*Work instructions*.
Continue the forum post about the writer's experiences with cancer treatment and specialists from the point where it stops.

*Text for analysis*.
PostPosted: Wed Jul 10, 2019 4:05 pm    Post subject: Reply with quote

Well, I HAVE had (and thus researched) four unrelated cancers.

I've been asked repeatedly to write a book on prostate cancer/PC. (I'd guess that >10,000 posts on it would fill a few such books.)

My world-renowned urological oncology professor/medical school dept head/surgeon told me I know more about treating PC than the vast majority of general physicians and many oncologists. He also told me the UW/SCCA/Fred Hutch national cancer center tumor board said they had learned some new things about PC treatment from my correspondence with them.

I've caught MANY oncologists and cardiologists grossly misinformed, decades behind the knowledge curve, and/or just plain lying to get my business. The Mayo Clinic, that same tumor board, and my regional hospital oncology clinic director all prescribed and insisted that I undergo a specific PC treatment that would have crippled me for life immediately or killed me in 2.5 years because the federal government Standard of Care mandates it. Of course, they all admitted it would kill me only after I confronted them with the data they all knew about. ALL TWO CARDIOLOGISTS WANTED TO KNOW WAS WHAT MY LDL LEVEL IS, as though that has any connection with heart disease. And most of these clowns want me on a statin despite hundreds of studies proving them not only useless but harmful in most cases. (I'll snip a few ... thousand ... pages here.)

If I had blindly accepted these specialists' urgent recommendations, I'd have been completely crippled and/or dead years ago, with NO BENEFIT, according to literally reams of research data and many of the physicians who conduct the research.

My niece, a physician, laughed at my claim that 75% (proven) to 100% (strongly suggested by the data) of chemotherapy patients get chemo brain. My data came from the country's (free world's?) leading authorities on chemo brain, the M.D. Anderson Cancer Clinic, which employs more than half of the nation's chemo brain specialists.(Your own medical oncologist will tell you the rate is 5%, despite the published data showing that virtually no one can still hold a professional job after chemotherapy! MRIs clearly show after just one day that our first chemo infusion isolates our prefrontal cortex from the rest of our brain, devastating our executive function (Google the term).

*Entries shown*.
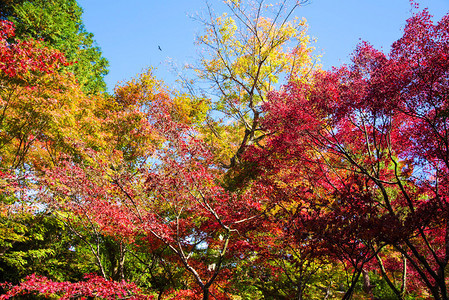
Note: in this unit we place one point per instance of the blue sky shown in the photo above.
(130, 32)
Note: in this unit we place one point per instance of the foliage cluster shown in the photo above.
(334, 185)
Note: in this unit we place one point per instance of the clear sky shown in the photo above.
(131, 32)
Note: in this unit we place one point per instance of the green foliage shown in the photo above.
(58, 23)
(45, 247)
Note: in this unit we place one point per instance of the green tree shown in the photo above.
(58, 23)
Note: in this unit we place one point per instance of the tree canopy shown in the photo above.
(332, 184)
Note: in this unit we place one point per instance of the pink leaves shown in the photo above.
(19, 59)
(94, 286)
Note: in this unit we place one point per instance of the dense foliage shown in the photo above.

*Reply*.
Again, I'm omitting literally reams of evidence, and base my comments on that, not on my own experience. I've studied multiple books just on the differences between anecdotal and statistical evidence, and have studied nutrition, exercise physiology, and medical treatment side effects literally thousands of times more than physicians normally get in their decade in medical school. The medicinal depth of their knowledge obviously far exceeds mine or most laymens', but its specificity and their impartiality leaves a lot to be desired (or depended on).

The vast majority of oncologists say treating my PC with high testosterone will kill me quickly. Tell that to the Harvard medical oncology prodigy whose published PC success records beat the success rate of the nation's surgical, medical, and radiation oncologists. Am I following his prescriptions blindly? Hell, no. Some of his patients, including me, have rejected and/or tweaked several of his prescriptions, and are still outliving many Standard of Care hawks' dire predictions by up to thousands of percent.

If Dan's cardiologist believes that LDL is our best measure of heart health or prognosis (it's not even correlated with, let alone causal, of heart attacks, and there are many kinds of LDL), she's part of the problem that originates from ONE (proven) lying charlatan named Ancel Keys whose falsified BS has driven the deadly, diabetes-inducing food pyramid for decades. Base our diets on sugar (grains, pasta, fruit, potatoes), my ass! Besides, SURELY his cardiologist favors the gold standard heart performance predictor/analyzer, the stress echocardiogram, over LDL? (I've had a couple of those, leading my cardiologist to say I will almost certainly die of something else long before my heart give out. He credits that largely to my lifelong HIIT activities and more recent escalation to SMIT.)